> _Required task_: Count the lines in the data below that contain the string "capped", treating uppercase and lowercase as different. Give only the number.

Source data
[start]

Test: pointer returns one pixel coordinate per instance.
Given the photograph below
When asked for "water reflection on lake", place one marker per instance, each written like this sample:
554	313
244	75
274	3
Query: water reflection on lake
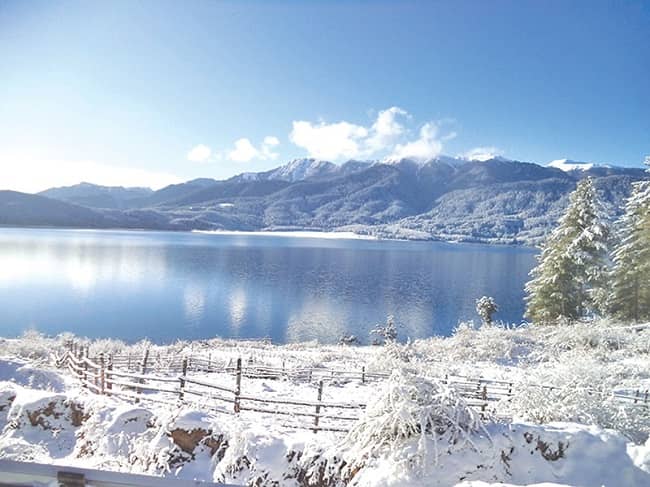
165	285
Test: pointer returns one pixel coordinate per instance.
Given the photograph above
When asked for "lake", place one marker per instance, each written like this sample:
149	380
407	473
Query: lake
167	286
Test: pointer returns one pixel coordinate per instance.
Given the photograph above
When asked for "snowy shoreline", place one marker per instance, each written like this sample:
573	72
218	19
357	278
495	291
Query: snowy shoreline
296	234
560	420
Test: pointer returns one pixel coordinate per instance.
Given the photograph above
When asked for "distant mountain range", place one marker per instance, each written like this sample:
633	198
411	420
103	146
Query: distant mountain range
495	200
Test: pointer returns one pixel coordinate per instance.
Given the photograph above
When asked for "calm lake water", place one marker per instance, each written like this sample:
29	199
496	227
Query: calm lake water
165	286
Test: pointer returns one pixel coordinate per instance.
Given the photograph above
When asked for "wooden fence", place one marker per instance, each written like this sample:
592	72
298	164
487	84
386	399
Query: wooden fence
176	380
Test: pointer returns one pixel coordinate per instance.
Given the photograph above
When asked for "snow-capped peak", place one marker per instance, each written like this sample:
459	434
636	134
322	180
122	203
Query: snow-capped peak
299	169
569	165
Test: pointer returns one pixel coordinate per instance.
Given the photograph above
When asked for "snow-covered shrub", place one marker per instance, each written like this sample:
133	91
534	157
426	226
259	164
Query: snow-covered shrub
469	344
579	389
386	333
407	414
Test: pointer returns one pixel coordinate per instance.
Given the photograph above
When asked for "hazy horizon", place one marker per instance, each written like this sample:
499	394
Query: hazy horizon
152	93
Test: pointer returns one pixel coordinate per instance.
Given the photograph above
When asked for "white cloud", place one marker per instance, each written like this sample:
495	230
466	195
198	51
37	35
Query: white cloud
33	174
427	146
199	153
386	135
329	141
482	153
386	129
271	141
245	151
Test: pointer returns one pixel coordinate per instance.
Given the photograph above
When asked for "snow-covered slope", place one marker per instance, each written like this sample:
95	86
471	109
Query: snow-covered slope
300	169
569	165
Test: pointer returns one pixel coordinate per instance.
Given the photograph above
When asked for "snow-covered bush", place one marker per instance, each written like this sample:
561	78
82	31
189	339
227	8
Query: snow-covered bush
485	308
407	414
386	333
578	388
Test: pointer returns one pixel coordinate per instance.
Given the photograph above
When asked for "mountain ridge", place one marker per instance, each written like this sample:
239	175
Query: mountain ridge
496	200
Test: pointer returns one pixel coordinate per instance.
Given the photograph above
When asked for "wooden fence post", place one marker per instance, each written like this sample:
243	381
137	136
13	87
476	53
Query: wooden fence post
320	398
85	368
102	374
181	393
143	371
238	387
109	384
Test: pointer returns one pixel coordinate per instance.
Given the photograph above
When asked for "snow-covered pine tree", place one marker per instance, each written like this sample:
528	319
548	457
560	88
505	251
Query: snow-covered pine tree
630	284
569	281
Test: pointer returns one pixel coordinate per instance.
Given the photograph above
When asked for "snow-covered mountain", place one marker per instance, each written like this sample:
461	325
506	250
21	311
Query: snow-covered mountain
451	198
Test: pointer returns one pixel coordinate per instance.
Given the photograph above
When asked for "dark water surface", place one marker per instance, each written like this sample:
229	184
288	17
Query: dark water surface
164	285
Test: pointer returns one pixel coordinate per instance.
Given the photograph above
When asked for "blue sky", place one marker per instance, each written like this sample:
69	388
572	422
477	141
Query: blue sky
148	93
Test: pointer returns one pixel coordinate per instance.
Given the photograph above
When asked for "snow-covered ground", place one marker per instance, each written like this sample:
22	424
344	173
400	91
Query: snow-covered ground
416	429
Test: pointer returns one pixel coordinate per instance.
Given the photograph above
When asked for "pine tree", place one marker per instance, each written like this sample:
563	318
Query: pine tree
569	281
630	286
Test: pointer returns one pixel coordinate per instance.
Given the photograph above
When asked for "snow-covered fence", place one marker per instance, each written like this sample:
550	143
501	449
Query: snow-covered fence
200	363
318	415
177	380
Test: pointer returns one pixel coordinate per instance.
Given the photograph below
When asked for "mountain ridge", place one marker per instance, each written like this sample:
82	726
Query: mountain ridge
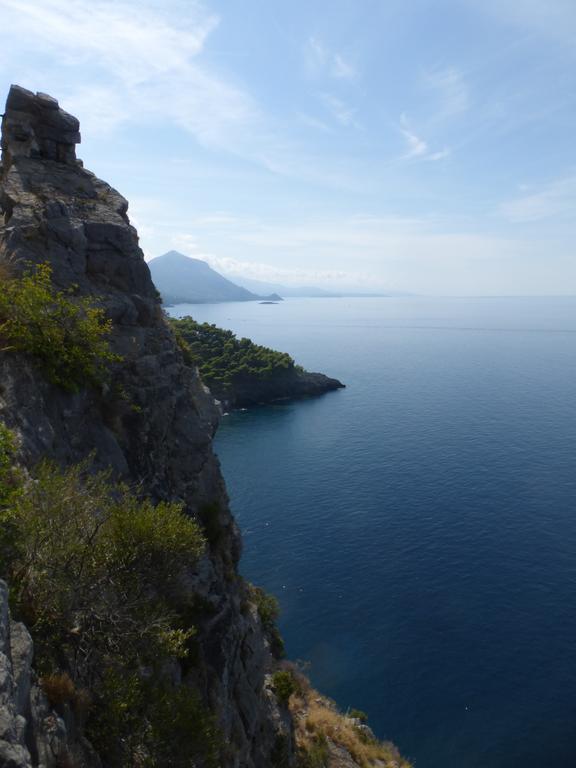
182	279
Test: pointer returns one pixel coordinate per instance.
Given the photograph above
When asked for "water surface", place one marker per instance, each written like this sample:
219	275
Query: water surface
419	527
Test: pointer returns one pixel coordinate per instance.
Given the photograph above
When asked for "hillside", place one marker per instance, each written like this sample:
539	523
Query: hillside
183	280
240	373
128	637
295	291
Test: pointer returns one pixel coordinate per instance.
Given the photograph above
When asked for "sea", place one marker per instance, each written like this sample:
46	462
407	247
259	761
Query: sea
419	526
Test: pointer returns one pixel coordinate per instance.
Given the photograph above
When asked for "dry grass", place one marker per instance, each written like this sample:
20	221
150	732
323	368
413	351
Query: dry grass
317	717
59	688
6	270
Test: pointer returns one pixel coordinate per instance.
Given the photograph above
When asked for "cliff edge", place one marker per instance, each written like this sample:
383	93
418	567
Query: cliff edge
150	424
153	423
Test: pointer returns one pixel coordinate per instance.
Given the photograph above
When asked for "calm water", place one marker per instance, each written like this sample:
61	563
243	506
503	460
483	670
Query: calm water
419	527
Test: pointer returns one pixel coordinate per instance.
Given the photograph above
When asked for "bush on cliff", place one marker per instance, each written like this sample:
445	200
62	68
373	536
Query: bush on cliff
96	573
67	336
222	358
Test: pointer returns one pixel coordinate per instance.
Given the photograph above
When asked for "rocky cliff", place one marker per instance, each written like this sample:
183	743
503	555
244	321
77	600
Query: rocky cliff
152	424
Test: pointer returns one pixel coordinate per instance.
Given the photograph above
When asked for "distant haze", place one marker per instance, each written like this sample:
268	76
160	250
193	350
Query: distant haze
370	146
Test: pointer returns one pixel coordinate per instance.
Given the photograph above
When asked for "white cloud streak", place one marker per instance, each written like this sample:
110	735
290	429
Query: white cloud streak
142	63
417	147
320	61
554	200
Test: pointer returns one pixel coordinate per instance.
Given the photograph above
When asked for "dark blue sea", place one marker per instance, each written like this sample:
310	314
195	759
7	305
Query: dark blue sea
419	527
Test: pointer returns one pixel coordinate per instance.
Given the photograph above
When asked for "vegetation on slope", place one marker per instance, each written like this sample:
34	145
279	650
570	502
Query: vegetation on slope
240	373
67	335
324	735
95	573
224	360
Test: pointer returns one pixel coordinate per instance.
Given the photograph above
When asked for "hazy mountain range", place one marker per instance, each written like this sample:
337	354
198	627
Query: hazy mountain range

[end]

> _Task output_: 2